Written instruction =
Reproduce all the entries exactly and keep the pictures out.

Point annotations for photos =
□ □ □ □
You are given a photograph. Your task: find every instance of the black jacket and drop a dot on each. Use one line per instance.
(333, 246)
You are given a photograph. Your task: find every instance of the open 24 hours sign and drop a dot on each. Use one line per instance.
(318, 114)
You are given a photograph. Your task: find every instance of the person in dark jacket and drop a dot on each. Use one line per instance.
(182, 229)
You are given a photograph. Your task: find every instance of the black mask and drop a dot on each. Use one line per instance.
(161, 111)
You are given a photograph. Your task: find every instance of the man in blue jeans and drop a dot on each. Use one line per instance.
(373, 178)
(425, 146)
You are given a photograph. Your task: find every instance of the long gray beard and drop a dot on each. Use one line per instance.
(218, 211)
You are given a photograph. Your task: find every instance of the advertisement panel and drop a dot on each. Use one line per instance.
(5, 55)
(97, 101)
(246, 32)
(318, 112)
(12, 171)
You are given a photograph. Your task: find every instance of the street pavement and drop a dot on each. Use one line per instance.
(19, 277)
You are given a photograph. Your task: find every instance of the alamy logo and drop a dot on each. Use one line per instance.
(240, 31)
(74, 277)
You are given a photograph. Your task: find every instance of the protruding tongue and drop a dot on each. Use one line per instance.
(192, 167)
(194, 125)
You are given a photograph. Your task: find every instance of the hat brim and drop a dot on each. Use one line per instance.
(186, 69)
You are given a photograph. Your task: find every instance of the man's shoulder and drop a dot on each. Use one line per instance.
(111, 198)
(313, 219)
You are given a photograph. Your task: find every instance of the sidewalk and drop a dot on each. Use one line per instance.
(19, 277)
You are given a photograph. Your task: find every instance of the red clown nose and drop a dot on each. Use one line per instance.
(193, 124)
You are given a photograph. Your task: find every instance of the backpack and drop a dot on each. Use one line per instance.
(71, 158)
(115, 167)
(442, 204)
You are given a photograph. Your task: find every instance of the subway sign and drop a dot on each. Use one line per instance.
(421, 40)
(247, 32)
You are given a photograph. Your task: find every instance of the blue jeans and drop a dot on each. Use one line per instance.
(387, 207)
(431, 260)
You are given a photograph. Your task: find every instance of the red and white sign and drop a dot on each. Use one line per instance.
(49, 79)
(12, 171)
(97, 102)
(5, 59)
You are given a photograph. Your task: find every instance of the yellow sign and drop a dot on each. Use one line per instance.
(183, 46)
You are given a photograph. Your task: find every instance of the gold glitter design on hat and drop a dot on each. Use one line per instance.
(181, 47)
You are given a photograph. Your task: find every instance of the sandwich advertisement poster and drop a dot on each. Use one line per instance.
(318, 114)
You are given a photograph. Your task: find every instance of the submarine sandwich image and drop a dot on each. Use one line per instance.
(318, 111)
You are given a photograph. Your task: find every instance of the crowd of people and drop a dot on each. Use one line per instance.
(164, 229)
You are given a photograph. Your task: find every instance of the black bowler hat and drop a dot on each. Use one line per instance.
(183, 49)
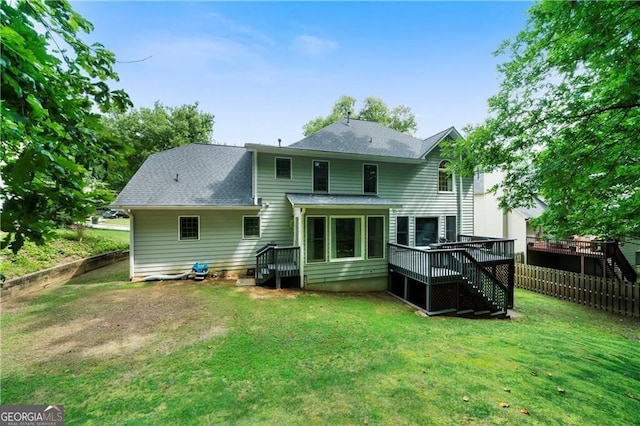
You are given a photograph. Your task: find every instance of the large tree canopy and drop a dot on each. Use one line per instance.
(373, 109)
(52, 140)
(565, 123)
(145, 131)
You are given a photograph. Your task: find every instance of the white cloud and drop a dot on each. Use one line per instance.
(313, 46)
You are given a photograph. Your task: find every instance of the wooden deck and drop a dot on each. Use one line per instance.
(446, 281)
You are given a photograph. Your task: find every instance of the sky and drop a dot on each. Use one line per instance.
(264, 69)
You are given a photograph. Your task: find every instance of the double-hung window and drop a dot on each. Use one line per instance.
(370, 178)
(445, 177)
(283, 168)
(316, 239)
(189, 227)
(320, 176)
(426, 231)
(375, 237)
(346, 237)
(251, 227)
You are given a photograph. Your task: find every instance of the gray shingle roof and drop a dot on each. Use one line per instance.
(207, 175)
(338, 200)
(368, 138)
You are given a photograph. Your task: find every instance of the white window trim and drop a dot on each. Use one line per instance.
□ □ □ □
Response =
You are given a photograph. Your task: find every instance of the black jacket and drop a dot on each. Use one line per instance.
(333, 246)
You are given a photograph. Your task: find every instance of the open 24 hours sign and drop a dot on each. Use one line per instance.
(318, 114)
You are given a photograph. Your task: find every instance of the person in dark jacket and drop a dot on each. Use one line per instance.
(182, 229)
You are given a photograph. Your task: find every instance of the black mask and drop a dot on each. Use one line per instance.
(161, 111)
You are given a photograph. Your task: find every instance of the man in blue jeans and drop a dot on each. Use one line per instance.
(373, 178)
(425, 146)
You are given a photograph. Your task: find every instance of the long gray beard and drop a dot on each. Use one line per instance.
(218, 211)
You are given a photograph. Your task: find every instance of the advertisement panel and drop a dot on each. Use one line per instance.
(5, 55)
(97, 101)
(246, 32)
(318, 112)
(12, 171)
You are given a photograph. Your task: find every instance of the street pavement and drop a dot on each. Use one line per instance.
(19, 277)
You are given a photograph. Your task: find every instance of the alamy logo and drop a dot on each. Use one line per instance.
(240, 31)
(74, 277)
You are given a photograph. Your task: find every instance of the protruding tongue and drop a dot on each. Use one line per instance.
(192, 167)
(194, 125)
You are given a photograph. Your task: find every instance of the hat brim and drop a dot on each. Use one line per instance.
(186, 69)
You are given a photograph. Your task: find every instance of the man's shoulder and drop a dot on each. Use one line per instance.
(111, 198)
(313, 219)
You are given a photograph. Your task: find every instance of the sidewalk and drop a dot on each. Use one line per instance.
(19, 277)
You are given a photograph. Your task: find every instance of the red clown nose and drop a dot on each. Use one line per instance.
(193, 124)
You are given a photograph. Your task: find every instance of the backpack and drop a dot on each. Use one line per instance.
(71, 158)
(115, 167)
(442, 204)
You are given a photograph. Your task: find every instance of the subway sign and drop a dot on each. Use one line per instance.
(421, 40)
(247, 32)
You are given a photograph. Your task: find every instance of the blue jeans and drop a dot on each. Use one line per instance.
(387, 207)
(431, 260)
You are given a photograph. Your task: find every instance of the red and white sign and drop a dot on each. Use one line per instance.
(49, 79)
(12, 171)
(97, 102)
(5, 59)
You are given a photograph. Your task: find every instance of the yellow sign and drop a dot on each. Use one line per instance.
(183, 46)
You are given a photograph. Your task: find every instance of the gold glitter design on hat and drop a dot on each. Use one line per instance.
(181, 47)
You are given a photograph. Your task: find every instance of the sandwich advertisement poster and drop a dot on each. Use one line per instance.
(318, 114)
You are given a photograph. Your task: find every instance of the submarine sandwich image and drop a dot on each. Use one line per instance.
(318, 111)
You are given a photograph. Your task: find every instance of the crowd of people and drop a dot on each. Use one line per instance.
(164, 229)
You are given a photograph. Your task: find every instance of the black bowler hat and drop a dot on each. Use one line per instance.
(183, 49)
You are given a photograph. Your task: find every instance of the large tree canopy and drop a dot on each. Use one line per instance.
(373, 109)
(52, 140)
(565, 123)
(145, 131)
You are given a photograph. Your task: find every instance of the white cloud and drop a dot on each. Use one line per instance.
(313, 46)
You are given a photograph. Your task: find every instance of the wooden deck and drop a dot on each. Use one line per instance.
(446, 281)
You are given a photograph. Your task: find every instance of the sky and drop a dot on each. Use one line per instance.
(264, 69)
You are given a photograph. Your task: find every instance of the double-hung window and drop a dot on each. Use one line per instance.
(370, 178)
(445, 177)
(283, 168)
(316, 239)
(189, 227)
(320, 176)
(426, 231)
(375, 237)
(346, 237)
(251, 227)
You are given a photograph. Your task: find every instance of the gray shingle roof and drop a dot on each. Use one line per instance.
(207, 175)
(338, 200)
(368, 138)
You are given a photograph. Your task: find every instance of the white window trim and drop a dot on each. Use one line per instance.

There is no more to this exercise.